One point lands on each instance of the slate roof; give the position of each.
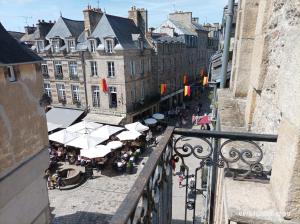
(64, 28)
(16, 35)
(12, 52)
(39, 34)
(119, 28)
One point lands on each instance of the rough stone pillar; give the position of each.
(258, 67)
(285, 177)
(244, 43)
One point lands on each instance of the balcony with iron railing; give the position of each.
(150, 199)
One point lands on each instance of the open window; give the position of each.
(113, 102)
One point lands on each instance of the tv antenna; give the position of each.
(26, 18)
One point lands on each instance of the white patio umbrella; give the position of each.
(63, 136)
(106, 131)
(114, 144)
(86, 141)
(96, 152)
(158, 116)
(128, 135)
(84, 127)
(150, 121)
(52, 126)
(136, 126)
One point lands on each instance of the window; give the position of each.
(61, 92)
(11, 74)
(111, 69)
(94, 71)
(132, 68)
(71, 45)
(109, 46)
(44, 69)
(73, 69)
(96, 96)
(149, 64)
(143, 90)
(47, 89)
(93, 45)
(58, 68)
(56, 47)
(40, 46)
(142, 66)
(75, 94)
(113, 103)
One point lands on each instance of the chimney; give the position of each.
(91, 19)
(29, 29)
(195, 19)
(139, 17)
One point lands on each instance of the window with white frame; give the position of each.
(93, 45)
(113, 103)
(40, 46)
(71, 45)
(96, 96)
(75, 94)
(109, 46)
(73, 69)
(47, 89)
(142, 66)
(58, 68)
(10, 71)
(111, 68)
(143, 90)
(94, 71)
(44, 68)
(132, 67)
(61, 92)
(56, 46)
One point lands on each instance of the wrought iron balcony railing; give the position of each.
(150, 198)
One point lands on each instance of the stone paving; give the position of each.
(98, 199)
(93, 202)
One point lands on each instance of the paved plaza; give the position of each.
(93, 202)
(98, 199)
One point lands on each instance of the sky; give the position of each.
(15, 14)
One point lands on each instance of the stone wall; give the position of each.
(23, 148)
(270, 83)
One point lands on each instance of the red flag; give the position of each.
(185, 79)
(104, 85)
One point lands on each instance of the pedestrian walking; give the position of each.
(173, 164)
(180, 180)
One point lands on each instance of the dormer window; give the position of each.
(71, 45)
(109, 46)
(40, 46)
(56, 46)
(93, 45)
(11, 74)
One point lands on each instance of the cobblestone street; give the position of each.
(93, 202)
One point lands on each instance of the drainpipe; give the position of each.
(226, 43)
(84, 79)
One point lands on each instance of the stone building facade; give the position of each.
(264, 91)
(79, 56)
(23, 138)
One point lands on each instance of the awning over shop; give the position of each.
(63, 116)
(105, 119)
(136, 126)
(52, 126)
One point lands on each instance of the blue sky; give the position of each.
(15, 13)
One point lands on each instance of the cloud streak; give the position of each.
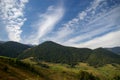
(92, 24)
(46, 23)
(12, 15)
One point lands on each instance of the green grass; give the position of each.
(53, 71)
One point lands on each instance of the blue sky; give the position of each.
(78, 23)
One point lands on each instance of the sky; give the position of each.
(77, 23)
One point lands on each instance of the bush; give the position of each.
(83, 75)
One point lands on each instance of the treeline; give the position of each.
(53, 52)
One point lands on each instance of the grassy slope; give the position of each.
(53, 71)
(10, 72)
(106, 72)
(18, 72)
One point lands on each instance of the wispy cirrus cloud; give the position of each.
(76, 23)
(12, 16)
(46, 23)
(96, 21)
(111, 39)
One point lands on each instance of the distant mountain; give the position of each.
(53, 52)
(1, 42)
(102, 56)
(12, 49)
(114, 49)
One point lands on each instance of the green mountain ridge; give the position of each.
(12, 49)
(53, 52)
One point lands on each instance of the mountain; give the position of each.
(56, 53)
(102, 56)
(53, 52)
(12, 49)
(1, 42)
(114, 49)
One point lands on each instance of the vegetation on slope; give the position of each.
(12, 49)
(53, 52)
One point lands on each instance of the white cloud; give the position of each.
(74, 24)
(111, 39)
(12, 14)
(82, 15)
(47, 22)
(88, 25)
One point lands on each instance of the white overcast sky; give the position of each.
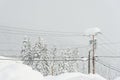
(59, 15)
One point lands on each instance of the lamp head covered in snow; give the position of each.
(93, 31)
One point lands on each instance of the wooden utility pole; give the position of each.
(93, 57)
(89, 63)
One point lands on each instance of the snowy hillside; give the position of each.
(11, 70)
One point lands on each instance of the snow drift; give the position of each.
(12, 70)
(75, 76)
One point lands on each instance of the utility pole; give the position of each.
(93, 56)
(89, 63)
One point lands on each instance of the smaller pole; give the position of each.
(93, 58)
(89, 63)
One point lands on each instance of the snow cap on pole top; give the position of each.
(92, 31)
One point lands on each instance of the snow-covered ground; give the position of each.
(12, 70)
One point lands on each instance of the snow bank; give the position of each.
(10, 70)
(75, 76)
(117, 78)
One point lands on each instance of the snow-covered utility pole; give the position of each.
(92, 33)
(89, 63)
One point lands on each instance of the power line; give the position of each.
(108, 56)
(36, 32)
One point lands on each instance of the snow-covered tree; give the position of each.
-*-*-
▶ EXERCISE REQUIREMENTS
In full and without any pictures, print the listing above exactly.

▶ TASK ANSWER
One point lands on each instance of the slate roof; give the position of each.
(64, 28)
(16, 35)
(12, 52)
(39, 34)
(119, 28)
One point lands on each instance of the rough stone pillar; give the position of each.
(258, 67)
(285, 177)
(244, 43)
One point lands on each instance of the balcony with iron railing; give the position of each.
(150, 199)
One point lands on each instance of the open window; give the position of each.
(113, 102)
One point lands on each instance of the tv antenna; give the position of each.
(26, 18)
One point lands on each instance of the white patio umbrella; give the position of each.
(63, 136)
(106, 131)
(114, 144)
(86, 141)
(96, 152)
(158, 116)
(128, 135)
(84, 127)
(150, 121)
(52, 126)
(136, 126)
One point lands on each instance of the window; give the position of each.
(61, 92)
(11, 74)
(111, 69)
(94, 71)
(132, 68)
(71, 45)
(109, 46)
(44, 69)
(73, 69)
(96, 96)
(149, 64)
(143, 90)
(47, 89)
(93, 45)
(58, 68)
(56, 47)
(40, 46)
(142, 66)
(75, 94)
(113, 103)
One point lands on each instance of the chimney; give the position of each.
(91, 19)
(29, 29)
(195, 19)
(139, 17)
One point lands on each instance of the window with white frame; give the position of each.
(93, 45)
(113, 103)
(40, 46)
(71, 45)
(96, 96)
(75, 94)
(109, 46)
(73, 69)
(47, 89)
(142, 66)
(58, 68)
(10, 71)
(111, 68)
(143, 90)
(94, 71)
(44, 68)
(132, 67)
(61, 92)
(56, 46)
One point lands on each instance of the wrought iron balcony railing; give the position of each.
(150, 198)
One point lands on each instance of the stone paving; give the position of each.
(98, 199)
(93, 202)
One point lands on each instance of the paved plaza; give the position of each.
(93, 202)
(98, 199)
One point lands on each instance of the sky; give the position of each.
(15, 14)
One point lands on each instance of the stone wall; give the position of each.
(23, 148)
(270, 83)
One point lands on each instance of the red flag; give the position of each.
(185, 79)
(104, 85)
One point lands on each instance of the pedestrian walking; give the position of each.
(173, 164)
(180, 180)
One point lands on each instance of the dormer window; give the position of each.
(71, 45)
(109, 46)
(40, 46)
(56, 46)
(93, 45)
(11, 74)
One point lands on each instance of the cobblestone street; give the position of each.
(93, 202)
One point lands on each instance of the drainpipe; give the position of each.
(226, 43)
(84, 79)
One point lands on each instance of the stone building facade; give the position of each.
(264, 91)
(79, 56)
(23, 138)
One point lands on each instance of the awning over shop; give the position of each.
(63, 116)
(105, 119)
(136, 126)
(52, 126)
One point lands on each instance of the blue sky; give the position of each.
(15, 13)
One point lands on each instance of the cloud streak; give the position of each.
(92, 24)
(46, 23)
(12, 15)
One point lands on each instance of the green grass; give the position of each.
(53, 71)
One point lands on each instance of the blue sky; give the position of each.
(78, 23)
One point lands on each instance of the sky; give the position of each.
(77, 23)
One point lands on each instance of the bush; give the position of each.
(83, 75)
One point lands on each instance of the treeline; give the position of each.
(53, 52)
One point lands on each instance of the grassy slope; give the position of each.
(53, 71)
(10, 72)
(106, 72)
(18, 72)
One point lands on each instance of the wispy cirrus cloud; give the position of each.
(76, 23)
(12, 16)
(46, 23)
(96, 21)
(111, 39)
One point lands on each instance of the distant mountain; give the position of each.
(53, 52)
(1, 42)
(102, 56)
(12, 49)
(114, 49)
One point lands on each instance of the green mountain ridge; give the position of each.
(12, 49)
(53, 52)
One point lands on each instance of the mountain; give the position of each.
(56, 53)
(102, 56)
(53, 52)
(12, 49)
(1, 42)
(114, 49)
One point lands on each instance of the vegetation on slope; give the position of each.
(12, 49)
(53, 52)
One point lands on each instance of the white cloud; give the position of each.
(74, 24)
(111, 39)
(12, 14)
(82, 15)
(47, 22)
(88, 25)
One point lands on each instance of the white overcast sky; give the position of each.
(59, 15)
One point lands on each instance of the lamp head covered in snow; give the position of each.
(93, 31)
One point lands on each instance of the wooden utility pole; give the position of each.
(93, 57)
(89, 63)
One point lands on each instance of the snowy hillside; give the position of each.
(11, 70)
One point lands on each instance of the snow drift; give the position of each.
(12, 70)
(75, 76)
One point lands on each instance of the utility pole; give the position of each.
(93, 56)
(89, 63)
One point lands on each instance of the smaller pole; give the position of each.
(93, 58)
(89, 63)
One point lands on each instance of the snow cap on pole top; give the position of each.
(92, 31)
One point lands on each instance of the snow-covered ground; give the position of each.
(12, 70)
One point lands on each instance of the snow bank; give the position of each.
(10, 70)
(75, 76)
(117, 78)
One point lands on each instance of the snow-covered utility pole; give the position of each.
(92, 33)
(89, 63)
One point lands on each instance of the power line; give the position of each.
(108, 56)
(36, 32)
One point lands on each instance of the snow-covered tree; give the position of each.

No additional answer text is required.